Page excerpt |
Wednesday, 27 March 2013

WHETHER THE WEATHER . . .

What has happened to our seasons? They were once reasonably reliable, at least here in the UK. 'Unseasonable weather' referred to a period of time that didn't fit the established pattern of spring, summer, autumn and winter, but in the past a hot day in winter or a cold spell in summer was just a glitch. Now we don't know what to expect. Our weather in the British Isles has always been changeable, but now it has become so temperamental we don't seem to have seasons any more.

Take this time last year. We were basking in gardens and on beaches in temperatures of over C20. Exactly the same month this year and we are below freezing, lambs being dug out of snowdrifts, drivers stranded in their cars. What's going on?

They say it's the jet stream shifting. Or the earth shifting a couple of degrees on its axis. Or both.  Hot, sunny weather is as likely in October as it is in April, while wintry showers can fall in June. Where I live, in the Peak District of Derbyshire, there was once a famous newspaper headline: 'Snow Stops Play.' It referred to a cricket match in June 1975, which had to be abandoned because of the sudden snowy blizzard. Yet the day before everyone had been sweltering in the heat!

Task 1 | Lay out as a numbered list everything in the entries from the start down to and including the line containing "x=249 y=233", skipping any blank lines.
These entries are unrelated to the weather post.

[Dataset excerpts on object pointing]
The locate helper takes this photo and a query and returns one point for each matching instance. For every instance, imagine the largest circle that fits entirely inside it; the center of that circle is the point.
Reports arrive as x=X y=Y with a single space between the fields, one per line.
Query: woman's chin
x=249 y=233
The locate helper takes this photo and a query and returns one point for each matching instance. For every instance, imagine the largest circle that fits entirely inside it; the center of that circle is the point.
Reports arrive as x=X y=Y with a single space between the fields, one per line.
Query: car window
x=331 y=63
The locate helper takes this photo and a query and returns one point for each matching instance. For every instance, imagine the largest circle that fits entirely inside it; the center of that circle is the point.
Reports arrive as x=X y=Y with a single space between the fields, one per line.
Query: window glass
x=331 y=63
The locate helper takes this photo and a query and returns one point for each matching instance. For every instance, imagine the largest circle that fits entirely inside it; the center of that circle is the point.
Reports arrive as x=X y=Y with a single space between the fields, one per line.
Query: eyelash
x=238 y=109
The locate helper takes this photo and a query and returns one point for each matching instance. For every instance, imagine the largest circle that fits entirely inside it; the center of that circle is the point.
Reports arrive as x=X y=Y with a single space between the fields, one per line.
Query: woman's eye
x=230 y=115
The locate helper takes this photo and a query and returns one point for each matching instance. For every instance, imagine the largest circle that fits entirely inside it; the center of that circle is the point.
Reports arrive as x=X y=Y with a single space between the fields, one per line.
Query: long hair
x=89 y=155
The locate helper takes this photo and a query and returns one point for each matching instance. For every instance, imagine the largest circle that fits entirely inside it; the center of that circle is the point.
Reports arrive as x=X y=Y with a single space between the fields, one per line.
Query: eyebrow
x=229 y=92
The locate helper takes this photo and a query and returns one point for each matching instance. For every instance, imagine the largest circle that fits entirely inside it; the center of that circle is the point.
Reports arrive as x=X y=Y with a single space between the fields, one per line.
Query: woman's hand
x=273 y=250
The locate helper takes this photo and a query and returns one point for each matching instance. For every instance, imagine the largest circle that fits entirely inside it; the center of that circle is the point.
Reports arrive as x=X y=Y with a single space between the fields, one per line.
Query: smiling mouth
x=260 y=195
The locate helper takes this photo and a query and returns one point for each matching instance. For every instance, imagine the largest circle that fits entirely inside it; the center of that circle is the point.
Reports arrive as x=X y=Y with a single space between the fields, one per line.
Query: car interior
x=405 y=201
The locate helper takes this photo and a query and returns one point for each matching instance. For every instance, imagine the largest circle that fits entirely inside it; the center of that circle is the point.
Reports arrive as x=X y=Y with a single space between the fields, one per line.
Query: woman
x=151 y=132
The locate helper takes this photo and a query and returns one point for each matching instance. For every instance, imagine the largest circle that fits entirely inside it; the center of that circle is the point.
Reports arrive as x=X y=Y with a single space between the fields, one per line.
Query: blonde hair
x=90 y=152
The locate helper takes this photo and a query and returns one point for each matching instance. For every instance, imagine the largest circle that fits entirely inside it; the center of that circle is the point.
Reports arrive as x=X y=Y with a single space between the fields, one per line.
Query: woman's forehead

Task 2 | Output the weather post again in full, word for word.

Exercise response 1 |
1. The locate helper takes this photo and a query and returns one point for each matching instance. For every instance, imagine the largest circle that fits entirely inside it; the center of that circle is the point.
2. Reports arrive as x=X y=Y with a single space between the fields, one per line.
3. Query: woman's chin
4. x=249 y=233

Exercise response 2 |
Wednesday, 27 March 2013

WHETHER THE WEATHER . . .

What has happened to our seasons? They were once reasonably reliable, at least here in the UK. 'Unseasonable weather' referred to a period of time that didn't fit the established pattern of spring, summer, autumn and winter, but in the past a hot day in winter or a cold spell in summer was just a glitch. Now we don't know what to expect. Our weather in the British Isles has always been changeable, but now it has become so temperamental we don't seem to have seasons any more.

Take this time last year. We were basking in gardens and on beaches in temperatures of over C20. Exactly the same month this year and we are below freezing, lambs being dug out of snowdrifts, drivers stranded in their cars. What's going on?

They say it's the jet stream shifting. Or the earth shifting a couple of degrees on its axis. Or both.  Hot, sunny weather is as likely in October as it is in April, while wintry showers can fall in June. Where I live, in the Peak District of Derbyshire, there was once a famous newspaper headline: 'Snow Stops Play.' It referred to a cricket match in June 1975, which had to be abandoned because of the sudden snowy blizzard. Yet the day before everyone had been sweltering in the heat!